What is being asked.
Leaving the pictures aside, transcribe the data below exactly.

Point localization data
......

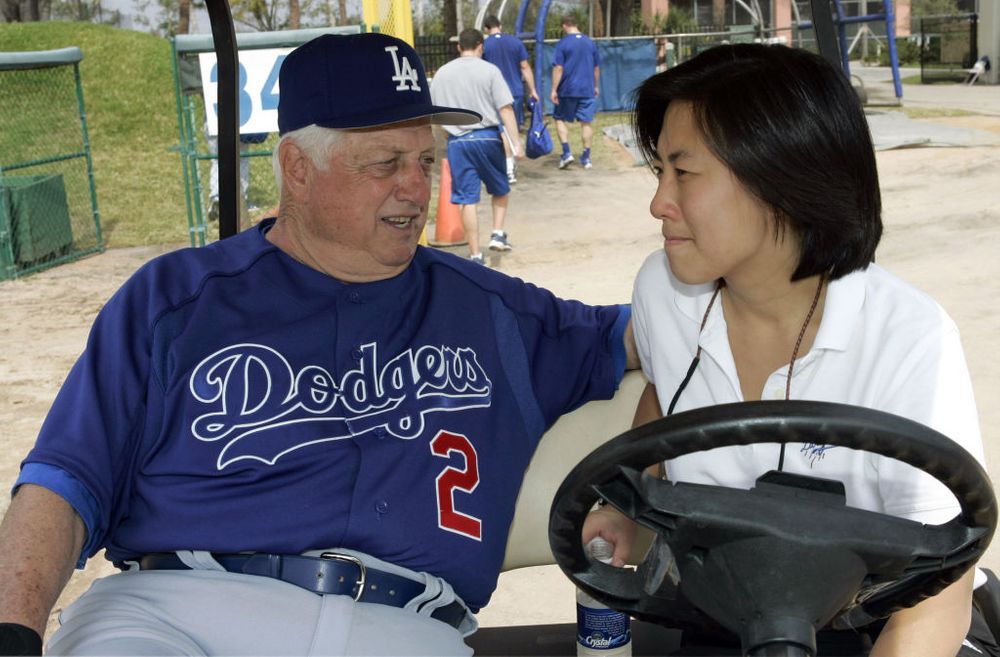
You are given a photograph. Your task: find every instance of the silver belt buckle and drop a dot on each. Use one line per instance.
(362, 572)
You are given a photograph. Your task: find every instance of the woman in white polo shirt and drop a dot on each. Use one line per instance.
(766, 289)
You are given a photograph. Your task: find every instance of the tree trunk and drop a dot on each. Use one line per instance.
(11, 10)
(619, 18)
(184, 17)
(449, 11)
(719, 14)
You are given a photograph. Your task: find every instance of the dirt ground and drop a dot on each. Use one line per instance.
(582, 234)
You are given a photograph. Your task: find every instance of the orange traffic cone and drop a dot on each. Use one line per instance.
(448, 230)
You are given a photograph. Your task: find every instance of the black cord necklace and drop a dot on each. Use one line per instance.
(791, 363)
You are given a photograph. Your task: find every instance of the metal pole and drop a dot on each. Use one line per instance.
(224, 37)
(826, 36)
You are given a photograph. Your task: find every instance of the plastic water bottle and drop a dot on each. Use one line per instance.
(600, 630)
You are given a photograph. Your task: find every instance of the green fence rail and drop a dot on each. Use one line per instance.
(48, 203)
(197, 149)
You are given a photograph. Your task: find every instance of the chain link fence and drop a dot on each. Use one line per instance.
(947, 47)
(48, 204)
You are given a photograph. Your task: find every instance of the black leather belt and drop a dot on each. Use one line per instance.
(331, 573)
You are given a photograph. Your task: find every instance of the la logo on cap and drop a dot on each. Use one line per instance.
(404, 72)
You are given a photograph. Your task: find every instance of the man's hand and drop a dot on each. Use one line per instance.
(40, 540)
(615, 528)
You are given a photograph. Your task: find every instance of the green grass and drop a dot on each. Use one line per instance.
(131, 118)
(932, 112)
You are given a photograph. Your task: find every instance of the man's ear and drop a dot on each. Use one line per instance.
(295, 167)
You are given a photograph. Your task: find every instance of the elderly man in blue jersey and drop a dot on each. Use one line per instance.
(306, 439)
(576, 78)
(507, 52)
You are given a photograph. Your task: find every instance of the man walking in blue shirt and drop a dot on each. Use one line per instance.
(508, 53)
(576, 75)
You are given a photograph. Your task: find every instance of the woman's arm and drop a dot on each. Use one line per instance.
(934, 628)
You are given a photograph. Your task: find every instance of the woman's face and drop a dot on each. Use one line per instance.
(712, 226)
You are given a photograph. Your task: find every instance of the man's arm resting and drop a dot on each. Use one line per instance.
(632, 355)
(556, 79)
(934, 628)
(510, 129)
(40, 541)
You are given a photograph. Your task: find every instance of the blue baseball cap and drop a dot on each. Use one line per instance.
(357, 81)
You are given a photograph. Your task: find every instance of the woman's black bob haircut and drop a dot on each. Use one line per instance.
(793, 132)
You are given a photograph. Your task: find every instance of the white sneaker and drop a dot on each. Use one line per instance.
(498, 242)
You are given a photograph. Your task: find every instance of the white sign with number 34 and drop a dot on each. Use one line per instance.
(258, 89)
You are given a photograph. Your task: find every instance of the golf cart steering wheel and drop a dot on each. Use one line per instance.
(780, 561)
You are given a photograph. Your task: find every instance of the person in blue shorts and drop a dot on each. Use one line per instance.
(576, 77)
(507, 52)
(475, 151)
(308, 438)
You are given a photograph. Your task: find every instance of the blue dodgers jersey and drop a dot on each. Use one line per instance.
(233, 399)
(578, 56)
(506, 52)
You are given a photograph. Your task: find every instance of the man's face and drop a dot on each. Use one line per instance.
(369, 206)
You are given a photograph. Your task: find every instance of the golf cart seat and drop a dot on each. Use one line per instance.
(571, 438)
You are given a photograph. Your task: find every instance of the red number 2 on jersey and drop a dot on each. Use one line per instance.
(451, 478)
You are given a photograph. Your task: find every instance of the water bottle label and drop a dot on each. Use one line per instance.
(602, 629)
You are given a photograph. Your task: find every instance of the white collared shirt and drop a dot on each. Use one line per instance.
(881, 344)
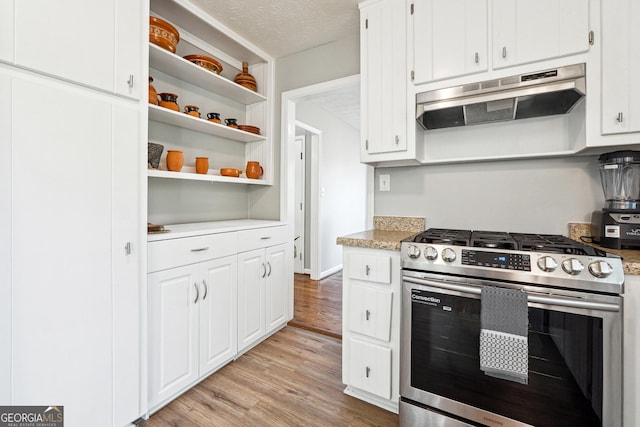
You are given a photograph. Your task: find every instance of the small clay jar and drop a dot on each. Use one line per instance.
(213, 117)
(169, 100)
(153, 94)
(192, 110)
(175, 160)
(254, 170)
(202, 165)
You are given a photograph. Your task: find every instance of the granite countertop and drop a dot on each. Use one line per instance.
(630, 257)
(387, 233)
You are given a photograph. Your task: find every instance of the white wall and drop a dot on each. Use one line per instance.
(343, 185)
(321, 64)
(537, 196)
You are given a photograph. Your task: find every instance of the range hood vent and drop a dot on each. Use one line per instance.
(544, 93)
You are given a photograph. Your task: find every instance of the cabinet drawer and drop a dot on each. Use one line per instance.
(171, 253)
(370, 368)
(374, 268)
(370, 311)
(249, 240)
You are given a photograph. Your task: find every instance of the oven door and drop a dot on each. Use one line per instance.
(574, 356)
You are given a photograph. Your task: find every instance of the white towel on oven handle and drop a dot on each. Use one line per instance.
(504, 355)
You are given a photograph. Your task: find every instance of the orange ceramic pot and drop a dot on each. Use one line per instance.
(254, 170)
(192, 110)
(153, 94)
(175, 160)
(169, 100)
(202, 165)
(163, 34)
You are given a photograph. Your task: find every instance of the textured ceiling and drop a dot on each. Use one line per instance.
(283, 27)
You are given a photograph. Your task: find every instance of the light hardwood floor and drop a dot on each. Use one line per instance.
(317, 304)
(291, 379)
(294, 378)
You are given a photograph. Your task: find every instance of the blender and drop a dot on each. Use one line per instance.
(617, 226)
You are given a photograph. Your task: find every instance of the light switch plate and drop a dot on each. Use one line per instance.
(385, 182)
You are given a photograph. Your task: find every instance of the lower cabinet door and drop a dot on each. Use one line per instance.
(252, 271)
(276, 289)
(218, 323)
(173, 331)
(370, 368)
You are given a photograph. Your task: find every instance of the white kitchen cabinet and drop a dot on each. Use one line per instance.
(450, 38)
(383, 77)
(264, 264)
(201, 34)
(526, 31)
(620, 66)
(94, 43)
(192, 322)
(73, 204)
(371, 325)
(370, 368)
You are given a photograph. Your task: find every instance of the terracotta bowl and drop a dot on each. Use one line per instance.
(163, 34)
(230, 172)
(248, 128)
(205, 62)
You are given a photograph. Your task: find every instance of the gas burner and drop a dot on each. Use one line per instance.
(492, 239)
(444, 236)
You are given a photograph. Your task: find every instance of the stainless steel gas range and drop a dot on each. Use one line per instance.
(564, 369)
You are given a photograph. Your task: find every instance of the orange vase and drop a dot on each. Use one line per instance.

......

Solution to the problem.
You are given a photograph. Your task: find every instance of the silver belt buckle and drop a dot on each. Use one line per instance.
(362, 572)
You are given a photograph. Your task: find every instance of the woman in white polo shirt and drop a dot on each. Use one line per instance.
(766, 289)
You are given a photograph. Your task: find every instance of the tree trunk and drop a dot on each. Use one line per instance.
(11, 10)
(619, 18)
(184, 17)
(449, 11)
(719, 14)
You are given a photograph. Your task: find every instance of the dirt ground and drop a dot on each. Use one line per instance.
(582, 234)
You are given a photograph. Your task: find every instance of the orange traffic cone and drop a dot on each. Use one line per instance.
(448, 230)
You are given a photograph. Your task: find every instance of the black cord necklace and drop a dot on each. Use one line per instance.
(791, 363)
You are given a photograph. Your task: find every instance of the metal pole and drop a dot on each. Use one line per instance.
(224, 37)
(826, 36)
You are given a photograph. Your task: find every instance of the plastic water bottle and drop a dot on each. Use one line per instance.
(600, 630)
You are given a photograph. Your task: find every instance of the green fence rail and drop a dot on each. Use one line per instance.
(48, 203)
(197, 149)
You are given a photograph. Your task: find every instance of the chain link fence and drop a dot on each. Use one line per instance.
(947, 47)
(48, 204)
You are given a photograph. Your task: find every instance of the black leather belt and drop a dot on each. Use one line per instance.
(331, 573)
You are given a photograph. Your task: find every instance of the la logo on cap and drop a dot on each. Use one line per instance.
(404, 72)
You are given a photograph. Your task: find every instance of the man's hand and drop a dot on each. Use one line per instance.
(40, 540)
(615, 528)
You are given a photograph. Your task: find every instance of the green grass and drop a dot on each. Use one line per instance.
(131, 118)
(932, 112)
You are given a photograph. Your task: find every instance of the man's ear and drop a dot on each. Use one line per instance.
(295, 167)
You are given a photograph. Your task: find every instance of the elderly man in blue jersey and drop a dot on each. Use one line per instance.
(306, 439)
(576, 78)
(507, 52)
You are given a photograph. Your task: find every instance of the man walking in blue shirt and drop a dot on each. Use one line per instance.
(508, 53)
(576, 75)
You are given a photograph. Your task: find every instance of the woman's arm and drop a dot on each. Use one line per instance.
(934, 628)
You are given a photograph. Your task: find every instance of the woman's face and drop a dot on each. Use one line per instance.
(712, 226)
You are given a photograph. Your task: find every instance of the man's arm resting and drop a dot on each. Use one line per instance.
(632, 355)
(556, 79)
(934, 628)
(510, 129)
(40, 541)
You are given a photograph. Your task: find every instance of the blue baseball cap and drop a dot on each. Use one line per instance.
(357, 81)
You are given a photograph. Your task: find every instance of the woman's black bob haircut and drop a dot on each. Use one line per instance.
(793, 132)
You are given a photograph. Your task: find every instance of the white sneaker and drop a dot on each. Use one line per instance.
(498, 242)
You are given a photograph. Your task: find every instance of the white sign with number 34 and drop a dot on each. Use one line per instance.
(258, 89)
You are given a photograph. Your task: find every instance of the golf cart steering wheel and drop a dot on each. Use one line per instance.
(780, 561)
You are given a photograph. Your task: find every instance of the person in blue shorts and drop a dot on each. Use one line per instance.
(576, 77)
(507, 52)
(475, 151)
(308, 438)
You are given a photograph. Your task: find every instance of the blue dodgers jersey and drop a dot on each. Use one line per instance.
(233, 399)
(578, 56)
(506, 52)
You are given a photograph. Your task: find every instance of the man's face and drop a dot on each. Use one line per instance.
(369, 206)
You are given a photograph. Your task: find every instance of the golf cart seat and drop a dot on each. Use one line per instance.
(571, 438)
You are given a photograph. Your task: find every instance of the red number 2 on jersey and drop a dot on each. Use one line per instance.
(451, 478)
You are given a photograph. Your task: find every instance of the water bottle label and drop a dot on each. Use one line per instance.
(602, 629)
You are given a photograph. Your task: find every instance of the white collared shirt and drop a dot on each. Use one line per instance.
(881, 344)
You are given a photograph. Your task: find every instance of the small clay jar and drop a dot on each. Use one line per instance.
(213, 117)
(169, 100)
(153, 94)
(192, 110)
(175, 160)
(254, 170)
(202, 165)
You are given a photograph. Your task: find every instance of the granite countertop and drop a dot on each. Use one line per instance.
(630, 257)
(387, 233)
You are given a photograph. Your task: find every instance of the white wall and drop a dot on each. Use one line per instance.
(343, 185)
(321, 64)
(537, 196)
You are given a photograph. Your task: find every instance of the range hood vent and drop a dot on each. Use one line per instance.
(544, 93)
You are given a photograph. Your task: find every instance of the cabinet drawer and drop a dot on each. Use one line per instance.
(171, 253)
(370, 368)
(374, 268)
(370, 311)
(249, 240)
You are given a photograph. Your task: find every instance of the oven door and drop a dot on each. Use one line per instance.
(574, 356)
You are given a photograph. Your task: find every instance of the white towel on oven handle and drop a dot on each. Use one line per instance.
(504, 355)
You are given a photograph. Your task: find every instance of the orange ceramic pot and drop a dot on each. Use one line per instance.
(254, 170)
(192, 110)
(153, 94)
(175, 160)
(169, 100)
(202, 165)
(163, 34)
You are given a photograph. Your task: find every instance of the textured ceiling and drop a dot on each. Use one line per instance.
(283, 27)
You are given a photograph. Your task: find every instance of the light hardwood floor and drop a dot on each. Use one line per instance.
(317, 304)
(291, 379)
(294, 378)
You are given a photograph. Your task: find every instance of the blender and drop a dot on each. Use one line per instance.
(617, 226)
You are given a photograph. Your task: find every instance of the light switch plate and drop a dot on each. Use one line per instance.
(385, 182)
You are given a photograph. Your task: find every instance of the lower cabinet door and drop a dot on each. Use one line per instance.
(252, 271)
(276, 289)
(218, 323)
(173, 331)
(370, 368)
You are given a photograph. Your task: find every instance of the white kitchen cabinet and drop a dot on each. Use one line per instance.
(450, 38)
(383, 77)
(264, 264)
(201, 34)
(526, 31)
(620, 66)
(94, 43)
(192, 322)
(73, 204)
(371, 325)
(370, 368)
You are given a photograph. Your task: find every instance of the terracotta bowl and drop a dot on each. Use one line per instance.
(163, 34)
(230, 172)
(248, 128)
(205, 62)
You are given a photograph. Your task: find every instance of the gas burner and drop a dot on each. Use one line per instance.
(492, 239)
(444, 236)
You are given a photograph. Your task: find every instance of the stainless steel gas range and drop a dot on each. Use one line per instance.
(564, 369)
You are given a photograph. Your task: find every instance of the orange vase and drop a dot on each. Use one line per instance.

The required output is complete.